State Auditor admonishes Santa Fe for late audits
City has been late with reports for at least the past three years
SANTA FE — The city of Santa Fe has come under scrutiny once more over its finances, this time for failing to submit its fiscal year 2020 audit, which was due to the state more than two months ago.
It’s the latest in a series of financial mishaps the city has experienced in recent years, both prior to and under Mayor Alan Webber’s leadership.
The city declined the Journal’s request to interview the mayor and other city officials involved with the city’s finances, instead issuing a statement that blamed the problem, at least in part, on the pandemic.
“The audit process was delayed in part by the unprecedented and extraordinary uncertainties and exigencies of the COVID-19 pandemic, but we are getting back on track,” Webber said in a news release.
The release says the city’s Finance Department “has performed commend
ably under unprecedented circumstances, most of them the effects of the COVID-19 pandemic and its economic destruction.”
However, while the statement lauded the city’s “sound fiscal management,” delays in financial reporting were an issue even before the pandemic.
The previous year’s audit was submitted six months late. Its tardiness was one of 21 findings in the report that detailed multiple deficiencies in the city’s financial internal controls. State Auditor Brian Colón referenced those findings in a memo to the city on Tuesday. He said he was “deeply concerned” by the significant delay to the yearly audit.
“I noted the significant need for the city to immediately work towards remedying the issues raised within the city’s fiscal year 2019 (audit),” he wrote. “Continued failure to timely submit audits is unacceptable and can jeopardize critical funding, such as federal funding.”
Colón also noted the city had failed to provide its independent public accountant, who’s contracted to perform the audit, with documents necessary to conduct an audit for the past seven months.
Colón wrote he was “incredibly disappointed” the documents had not been provided.
The city was also several months late on its 2018 audit, a process that began under former mayor Javier Gonzales.
Colón’s memo also stated the Buckman Direct Diversion and Santa Fe Solid Waste Management Agency, both of which use the city as a fiscal agent, have been unable to submit their audits because the city has not provided them with necessary information.
SWMA Executive Director Randall Kippenbrock said they’ve received little communication from the city regarding the audit and that it’s been a frustrating process.
“It can impact your ratings (and) it can impact grants,” Kippenbrock said of a late audit. “We’re late because we’re waiting on (the city).”
The city’s news release said Webber and other city leaders will meet with Colón on Thursday to discuss the issues raised by the Auditor’s Office.

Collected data

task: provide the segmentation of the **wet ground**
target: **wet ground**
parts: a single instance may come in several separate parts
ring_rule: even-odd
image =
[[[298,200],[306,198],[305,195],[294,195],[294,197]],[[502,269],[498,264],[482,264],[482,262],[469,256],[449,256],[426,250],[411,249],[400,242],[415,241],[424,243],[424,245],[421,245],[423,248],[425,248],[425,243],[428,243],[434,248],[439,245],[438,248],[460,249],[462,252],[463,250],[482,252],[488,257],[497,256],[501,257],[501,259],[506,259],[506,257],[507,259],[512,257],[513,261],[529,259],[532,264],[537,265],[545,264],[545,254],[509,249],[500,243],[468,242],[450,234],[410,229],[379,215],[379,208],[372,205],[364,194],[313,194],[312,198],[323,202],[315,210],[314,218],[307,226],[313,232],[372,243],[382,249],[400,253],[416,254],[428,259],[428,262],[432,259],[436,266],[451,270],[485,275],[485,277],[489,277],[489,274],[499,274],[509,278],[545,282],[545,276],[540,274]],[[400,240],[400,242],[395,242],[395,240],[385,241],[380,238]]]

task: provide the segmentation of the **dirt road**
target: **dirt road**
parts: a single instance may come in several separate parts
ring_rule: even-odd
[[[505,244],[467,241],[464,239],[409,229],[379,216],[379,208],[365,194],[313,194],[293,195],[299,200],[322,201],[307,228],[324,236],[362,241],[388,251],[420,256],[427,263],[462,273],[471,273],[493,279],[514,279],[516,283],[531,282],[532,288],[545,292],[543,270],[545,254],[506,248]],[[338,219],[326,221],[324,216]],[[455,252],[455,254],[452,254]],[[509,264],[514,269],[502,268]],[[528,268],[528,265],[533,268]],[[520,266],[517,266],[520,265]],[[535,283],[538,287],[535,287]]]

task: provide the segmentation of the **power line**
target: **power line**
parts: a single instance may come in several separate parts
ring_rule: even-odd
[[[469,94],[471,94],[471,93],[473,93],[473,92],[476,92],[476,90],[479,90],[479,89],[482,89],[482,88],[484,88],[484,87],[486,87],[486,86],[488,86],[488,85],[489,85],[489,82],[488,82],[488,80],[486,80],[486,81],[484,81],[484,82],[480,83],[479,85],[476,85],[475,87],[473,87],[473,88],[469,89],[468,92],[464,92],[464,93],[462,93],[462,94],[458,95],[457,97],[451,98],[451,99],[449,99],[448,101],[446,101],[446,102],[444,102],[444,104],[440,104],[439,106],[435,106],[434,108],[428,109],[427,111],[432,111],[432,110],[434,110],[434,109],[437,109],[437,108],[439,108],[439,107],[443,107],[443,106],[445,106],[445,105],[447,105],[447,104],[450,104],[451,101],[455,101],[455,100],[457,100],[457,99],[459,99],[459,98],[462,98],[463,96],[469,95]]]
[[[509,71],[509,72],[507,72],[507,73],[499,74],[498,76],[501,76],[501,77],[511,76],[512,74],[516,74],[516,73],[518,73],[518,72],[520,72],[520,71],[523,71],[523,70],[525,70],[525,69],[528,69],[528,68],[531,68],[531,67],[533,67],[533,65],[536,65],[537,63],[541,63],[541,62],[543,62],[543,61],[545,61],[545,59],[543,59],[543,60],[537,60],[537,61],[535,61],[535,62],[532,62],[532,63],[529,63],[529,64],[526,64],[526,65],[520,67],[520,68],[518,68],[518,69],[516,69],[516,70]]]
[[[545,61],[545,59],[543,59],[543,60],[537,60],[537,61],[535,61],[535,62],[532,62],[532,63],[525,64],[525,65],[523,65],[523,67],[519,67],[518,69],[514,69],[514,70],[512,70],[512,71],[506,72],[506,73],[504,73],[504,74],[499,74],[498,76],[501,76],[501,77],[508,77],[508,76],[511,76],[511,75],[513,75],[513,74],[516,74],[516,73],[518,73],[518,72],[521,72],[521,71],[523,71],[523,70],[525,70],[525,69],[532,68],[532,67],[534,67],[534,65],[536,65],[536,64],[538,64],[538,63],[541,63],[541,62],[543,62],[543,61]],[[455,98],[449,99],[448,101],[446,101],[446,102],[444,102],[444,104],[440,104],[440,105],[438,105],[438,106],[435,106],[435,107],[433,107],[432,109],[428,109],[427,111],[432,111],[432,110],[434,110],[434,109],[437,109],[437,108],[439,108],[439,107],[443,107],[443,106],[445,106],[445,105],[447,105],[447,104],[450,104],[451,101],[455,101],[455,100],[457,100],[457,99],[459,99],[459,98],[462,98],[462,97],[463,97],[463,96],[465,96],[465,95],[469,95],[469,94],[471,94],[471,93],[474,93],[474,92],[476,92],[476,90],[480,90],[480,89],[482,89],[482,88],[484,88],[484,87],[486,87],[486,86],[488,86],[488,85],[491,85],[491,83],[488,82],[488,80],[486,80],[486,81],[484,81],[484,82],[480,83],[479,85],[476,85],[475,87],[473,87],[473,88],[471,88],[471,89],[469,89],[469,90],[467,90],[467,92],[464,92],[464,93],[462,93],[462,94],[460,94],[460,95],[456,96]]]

_Brief_.
Quote the part of the article on Santa Fe's late audits that opens with the words containing "Colón wrote he" and closes with "with necessary information.". The collected data has no role in this work.

_Result of this task_.
Colón wrote he was “incredibly disappointed” the documents had not been provided.
The city was also several months late on its 2018 audit, a process that began under former mayor Javier Gonzales.
Colón’s memo also stated the Buckman Direct Diversion and Santa Fe Solid Waste Management Agency, both of which use the city as a fiscal agent, have been unable to submit their audits because the city has not provided them with necessary information.